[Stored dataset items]
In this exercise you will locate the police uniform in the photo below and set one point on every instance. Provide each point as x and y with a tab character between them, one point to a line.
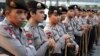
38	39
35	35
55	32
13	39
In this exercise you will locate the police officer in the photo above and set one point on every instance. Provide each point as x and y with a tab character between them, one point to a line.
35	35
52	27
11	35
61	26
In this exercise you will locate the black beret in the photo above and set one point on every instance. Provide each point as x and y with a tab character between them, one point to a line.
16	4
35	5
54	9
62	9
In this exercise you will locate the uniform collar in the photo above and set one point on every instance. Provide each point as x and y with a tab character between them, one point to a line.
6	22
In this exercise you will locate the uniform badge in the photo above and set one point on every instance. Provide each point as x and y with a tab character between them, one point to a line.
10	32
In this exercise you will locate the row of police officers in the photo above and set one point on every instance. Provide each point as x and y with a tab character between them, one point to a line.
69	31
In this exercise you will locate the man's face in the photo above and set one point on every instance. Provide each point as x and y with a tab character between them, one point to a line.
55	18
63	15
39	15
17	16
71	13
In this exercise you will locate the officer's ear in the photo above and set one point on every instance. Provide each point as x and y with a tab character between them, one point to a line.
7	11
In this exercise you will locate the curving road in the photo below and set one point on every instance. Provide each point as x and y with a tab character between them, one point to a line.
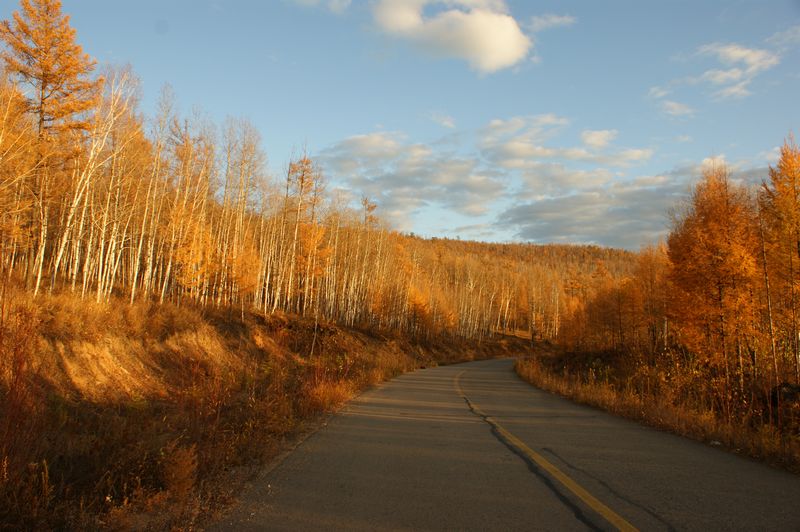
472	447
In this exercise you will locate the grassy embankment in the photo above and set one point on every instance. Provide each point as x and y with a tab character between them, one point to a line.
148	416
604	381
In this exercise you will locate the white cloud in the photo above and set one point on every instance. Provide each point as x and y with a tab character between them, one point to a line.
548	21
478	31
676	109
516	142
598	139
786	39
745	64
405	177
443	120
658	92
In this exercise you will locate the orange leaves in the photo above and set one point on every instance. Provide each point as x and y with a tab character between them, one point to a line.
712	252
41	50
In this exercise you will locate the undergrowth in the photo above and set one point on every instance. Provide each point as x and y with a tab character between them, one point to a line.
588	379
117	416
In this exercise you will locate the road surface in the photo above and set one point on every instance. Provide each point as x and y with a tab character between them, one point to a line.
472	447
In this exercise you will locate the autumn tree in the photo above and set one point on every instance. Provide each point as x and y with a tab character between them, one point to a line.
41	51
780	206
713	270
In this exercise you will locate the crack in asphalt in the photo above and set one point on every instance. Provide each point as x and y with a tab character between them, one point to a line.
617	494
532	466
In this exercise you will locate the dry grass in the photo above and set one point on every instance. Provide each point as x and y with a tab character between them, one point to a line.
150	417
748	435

==

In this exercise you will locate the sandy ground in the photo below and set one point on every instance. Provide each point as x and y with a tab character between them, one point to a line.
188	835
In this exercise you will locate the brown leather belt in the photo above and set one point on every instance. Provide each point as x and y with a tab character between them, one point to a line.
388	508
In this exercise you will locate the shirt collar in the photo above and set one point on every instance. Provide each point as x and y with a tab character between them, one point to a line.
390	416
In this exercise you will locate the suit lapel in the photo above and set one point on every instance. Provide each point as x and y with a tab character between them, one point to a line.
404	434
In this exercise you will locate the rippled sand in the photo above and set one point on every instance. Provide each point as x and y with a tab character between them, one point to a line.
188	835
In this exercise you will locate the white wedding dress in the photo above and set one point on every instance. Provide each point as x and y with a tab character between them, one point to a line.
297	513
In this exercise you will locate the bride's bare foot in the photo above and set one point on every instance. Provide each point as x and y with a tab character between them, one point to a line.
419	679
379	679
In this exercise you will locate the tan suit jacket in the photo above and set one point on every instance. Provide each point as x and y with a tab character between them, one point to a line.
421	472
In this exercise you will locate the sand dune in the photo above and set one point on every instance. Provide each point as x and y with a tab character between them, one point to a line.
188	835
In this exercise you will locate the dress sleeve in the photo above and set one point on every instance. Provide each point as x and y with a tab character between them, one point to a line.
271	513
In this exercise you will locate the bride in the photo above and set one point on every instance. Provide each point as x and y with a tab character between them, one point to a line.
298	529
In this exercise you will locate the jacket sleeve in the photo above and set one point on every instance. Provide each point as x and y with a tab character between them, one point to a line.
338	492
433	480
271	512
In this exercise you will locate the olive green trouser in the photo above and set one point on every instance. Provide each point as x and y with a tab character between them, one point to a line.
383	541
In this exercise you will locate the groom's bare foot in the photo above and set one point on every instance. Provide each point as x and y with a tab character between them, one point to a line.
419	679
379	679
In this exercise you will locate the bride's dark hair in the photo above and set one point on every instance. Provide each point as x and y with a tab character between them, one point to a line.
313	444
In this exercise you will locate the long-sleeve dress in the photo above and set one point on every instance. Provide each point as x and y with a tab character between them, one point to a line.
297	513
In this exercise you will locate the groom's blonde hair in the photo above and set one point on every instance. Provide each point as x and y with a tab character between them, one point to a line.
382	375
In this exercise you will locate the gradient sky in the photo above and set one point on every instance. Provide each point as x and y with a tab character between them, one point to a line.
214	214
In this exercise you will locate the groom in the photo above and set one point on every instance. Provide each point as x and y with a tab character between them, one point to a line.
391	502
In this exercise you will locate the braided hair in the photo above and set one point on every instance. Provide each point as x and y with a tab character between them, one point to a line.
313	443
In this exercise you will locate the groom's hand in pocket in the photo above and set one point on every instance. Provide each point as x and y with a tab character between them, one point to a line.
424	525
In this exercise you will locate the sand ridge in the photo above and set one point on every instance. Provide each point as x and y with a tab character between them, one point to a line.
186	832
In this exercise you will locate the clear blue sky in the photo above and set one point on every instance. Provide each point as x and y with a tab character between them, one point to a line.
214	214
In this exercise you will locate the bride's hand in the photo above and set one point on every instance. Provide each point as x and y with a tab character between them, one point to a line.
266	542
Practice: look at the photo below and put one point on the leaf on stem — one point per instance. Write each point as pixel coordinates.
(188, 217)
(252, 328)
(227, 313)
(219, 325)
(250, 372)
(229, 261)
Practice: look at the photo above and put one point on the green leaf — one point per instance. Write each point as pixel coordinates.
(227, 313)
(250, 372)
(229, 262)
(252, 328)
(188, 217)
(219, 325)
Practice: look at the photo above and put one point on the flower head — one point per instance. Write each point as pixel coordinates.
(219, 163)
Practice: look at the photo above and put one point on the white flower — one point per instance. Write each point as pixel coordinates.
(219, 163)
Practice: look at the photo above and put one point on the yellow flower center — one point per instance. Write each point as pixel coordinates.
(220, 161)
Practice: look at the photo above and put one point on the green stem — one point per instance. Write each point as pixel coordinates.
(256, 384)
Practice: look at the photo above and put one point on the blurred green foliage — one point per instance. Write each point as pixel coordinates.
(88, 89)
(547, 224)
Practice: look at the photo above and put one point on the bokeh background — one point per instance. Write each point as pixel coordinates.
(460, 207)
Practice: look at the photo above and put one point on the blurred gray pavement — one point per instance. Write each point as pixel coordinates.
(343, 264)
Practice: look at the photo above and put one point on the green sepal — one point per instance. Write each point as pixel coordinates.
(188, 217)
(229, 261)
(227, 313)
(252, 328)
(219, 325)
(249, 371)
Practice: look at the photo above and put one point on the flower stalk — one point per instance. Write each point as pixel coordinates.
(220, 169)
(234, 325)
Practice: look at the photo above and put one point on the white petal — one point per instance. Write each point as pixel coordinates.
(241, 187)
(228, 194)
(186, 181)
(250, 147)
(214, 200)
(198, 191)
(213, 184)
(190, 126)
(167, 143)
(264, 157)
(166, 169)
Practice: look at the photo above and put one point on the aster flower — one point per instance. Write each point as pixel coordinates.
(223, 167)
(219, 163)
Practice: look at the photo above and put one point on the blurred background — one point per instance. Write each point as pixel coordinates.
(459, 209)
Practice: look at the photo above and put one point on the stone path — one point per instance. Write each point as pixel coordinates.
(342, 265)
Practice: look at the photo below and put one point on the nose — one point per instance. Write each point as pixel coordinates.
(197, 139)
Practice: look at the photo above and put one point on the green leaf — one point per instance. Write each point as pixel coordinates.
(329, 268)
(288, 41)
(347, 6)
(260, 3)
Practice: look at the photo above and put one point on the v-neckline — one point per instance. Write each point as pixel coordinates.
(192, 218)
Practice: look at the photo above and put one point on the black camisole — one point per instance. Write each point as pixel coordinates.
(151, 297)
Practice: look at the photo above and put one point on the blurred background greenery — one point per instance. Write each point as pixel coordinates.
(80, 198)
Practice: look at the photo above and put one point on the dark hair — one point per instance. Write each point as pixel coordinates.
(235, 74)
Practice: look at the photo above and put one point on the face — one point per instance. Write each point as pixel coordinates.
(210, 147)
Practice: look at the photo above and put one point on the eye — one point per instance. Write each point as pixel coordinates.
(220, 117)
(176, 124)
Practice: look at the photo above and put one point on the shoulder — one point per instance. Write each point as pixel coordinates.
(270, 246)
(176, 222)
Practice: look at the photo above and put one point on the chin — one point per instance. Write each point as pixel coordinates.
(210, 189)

= STATED EXERCISE =
Please count the lines in the data above that contain the word "dark" and reply with only the number.

= ANSWER BELOW =
2